Copy the rows below, replacing each occurrence of "child's" with "kid's" and leaving everything else unchanged.

• • • • •

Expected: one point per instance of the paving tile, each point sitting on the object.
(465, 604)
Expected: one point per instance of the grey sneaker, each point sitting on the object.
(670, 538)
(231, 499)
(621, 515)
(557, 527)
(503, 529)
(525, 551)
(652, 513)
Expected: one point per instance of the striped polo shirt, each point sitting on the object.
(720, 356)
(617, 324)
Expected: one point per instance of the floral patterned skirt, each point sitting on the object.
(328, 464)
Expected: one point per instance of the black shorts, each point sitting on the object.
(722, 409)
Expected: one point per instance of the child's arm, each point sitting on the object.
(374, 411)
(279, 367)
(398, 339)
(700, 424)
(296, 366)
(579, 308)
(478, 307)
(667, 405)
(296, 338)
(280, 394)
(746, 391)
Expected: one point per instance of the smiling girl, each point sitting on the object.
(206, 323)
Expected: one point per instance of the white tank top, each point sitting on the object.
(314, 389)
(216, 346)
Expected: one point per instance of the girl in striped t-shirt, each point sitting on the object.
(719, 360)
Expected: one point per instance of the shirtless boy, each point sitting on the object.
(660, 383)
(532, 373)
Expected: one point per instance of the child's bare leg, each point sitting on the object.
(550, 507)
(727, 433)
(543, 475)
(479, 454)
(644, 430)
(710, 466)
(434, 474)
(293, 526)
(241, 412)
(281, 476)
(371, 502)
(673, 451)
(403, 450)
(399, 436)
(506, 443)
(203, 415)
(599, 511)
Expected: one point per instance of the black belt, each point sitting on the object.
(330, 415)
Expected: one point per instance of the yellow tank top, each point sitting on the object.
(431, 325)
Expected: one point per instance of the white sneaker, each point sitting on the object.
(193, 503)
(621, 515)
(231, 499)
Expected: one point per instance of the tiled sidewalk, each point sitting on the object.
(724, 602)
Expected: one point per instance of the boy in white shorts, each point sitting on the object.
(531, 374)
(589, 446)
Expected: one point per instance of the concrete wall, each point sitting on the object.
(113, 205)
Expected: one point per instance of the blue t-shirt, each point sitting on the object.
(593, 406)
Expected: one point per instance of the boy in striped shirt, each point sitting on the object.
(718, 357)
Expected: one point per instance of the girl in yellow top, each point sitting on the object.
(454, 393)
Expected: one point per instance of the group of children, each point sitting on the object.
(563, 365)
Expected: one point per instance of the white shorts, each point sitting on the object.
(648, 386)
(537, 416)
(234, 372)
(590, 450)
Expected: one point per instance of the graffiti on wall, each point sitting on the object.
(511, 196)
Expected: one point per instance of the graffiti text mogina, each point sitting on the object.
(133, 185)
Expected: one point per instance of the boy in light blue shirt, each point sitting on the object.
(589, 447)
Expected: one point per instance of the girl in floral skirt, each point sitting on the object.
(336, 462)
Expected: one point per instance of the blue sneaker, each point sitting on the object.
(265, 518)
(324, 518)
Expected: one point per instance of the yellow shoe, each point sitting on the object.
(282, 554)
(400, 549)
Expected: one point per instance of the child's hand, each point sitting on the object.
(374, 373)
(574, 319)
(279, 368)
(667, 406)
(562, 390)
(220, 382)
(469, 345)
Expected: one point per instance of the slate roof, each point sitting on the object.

• • • • •

Written solution >>
Expected: one point per instance of the paving tile, each point sitting on the object.
(465, 604)
Expected: one point per instance of the grey sneaker, each point sitting on the object.
(670, 538)
(231, 499)
(621, 515)
(557, 527)
(503, 529)
(525, 551)
(652, 513)
Expected: one point per instance of the striped polo shirt, each point sitting on the object.
(720, 356)
(617, 324)
Expected: one point per instance of the floral patterned skirt, each point sitting on the object.
(328, 464)
Expected: one point per instance of the black shorts, each point sitting on the object.
(722, 409)
Expected: one point per instance of the kid's arm, each point sitting on the object.
(374, 411)
(279, 367)
(398, 339)
(700, 424)
(296, 366)
(579, 308)
(478, 307)
(667, 405)
(296, 338)
(280, 394)
(746, 391)
Expected: one point per instance of the smiling girl, each point sitting on the object.
(206, 323)
Expected: one point per instance of the white tank top, each point sitting on the object.
(314, 389)
(216, 346)
Expected: one point per instance of the girl in striped t-shirt, each point sitting on the object.
(719, 360)
Expected: one point per instance of the shirtless boy, each point sitting on the object.
(660, 383)
(532, 373)
Expected: one point per instance of the kid's bare leg, each point sitting on the object.
(550, 507)
(727, 433)
(543, 475)
(479, 454)
(644, 430)
(710, 466)
(434, 474)
(293, 526)
(241, 412)
(281, 476)
(371, 502)
(673, 451)
(403, 450)
(399, 436)
(506, 443)
(203, 415)
(599, 511)
Expected: one point per instance of the black belt, each point sitting on the object.
(330, 415)
Expected: one point per instance of the yellow tank top, each point sitting on the object.
(431, 325)
Expected: one point per instance of the white sneaker, each point sitting on the object.
(193, 503)
(621, 515)
(231, 499)
Expected: one point per instance of the tiled sidewalk, each point sitting on the object.
(724, 602)
Expected: one point per instance of the boy in white shorts, each point sitting on the object.
(531, 374)
(589, 446)
Expected: one point per instance of the concrete wall, each point sitting on the object.
(113, 205)
Expected: one point per instance of the blue t-shirt, each point sitting on the object.
(593, 406)
Expected: one point per instance of the boy in striped shirt, each point sitting on the object.
(718, 357)
Expected: one point per instance of the girl in yellow top, each point sitting on the object.
(454, 393)
Expected: one point per instance of the group of children, each point sitting on the object.
(563, 365)
Expected: one point per instance of the white shorts, each point sitting on the object.
(648, 386)
(537, 416)
(234, 372)
(590, 450)
Expected: one point per instance of the graffiti on wall, each point sitting on the object.
(511, 196)
Expected: one point per instance of the graffiti text mogina, each point sitting on the object.
(133, 185)
Expected: one point per instance of the boy in light blue shirt, each point sitting on the object.
(589, 447)
Expected: one point per instance of the girl in floral skirt, each point sitting on the object.
(336, 462)
Expected: one point per instance of the blue sneaker, each point sitting on the object.
(265, 518)
(324, 518)
Expected: one point per instance of the yellow shoe, each point sitting on the object.
(282, 554)
(400, 549)
Expected: one point per instance of the kid's hand, each point sitting on the object.
(374, 373)
(574, 319)
(279, 368)
(667, 406)
(562, 390)
(220, 382)
(469, 345)
Expected: one point per instance of the slate roof, each point sitting on the object.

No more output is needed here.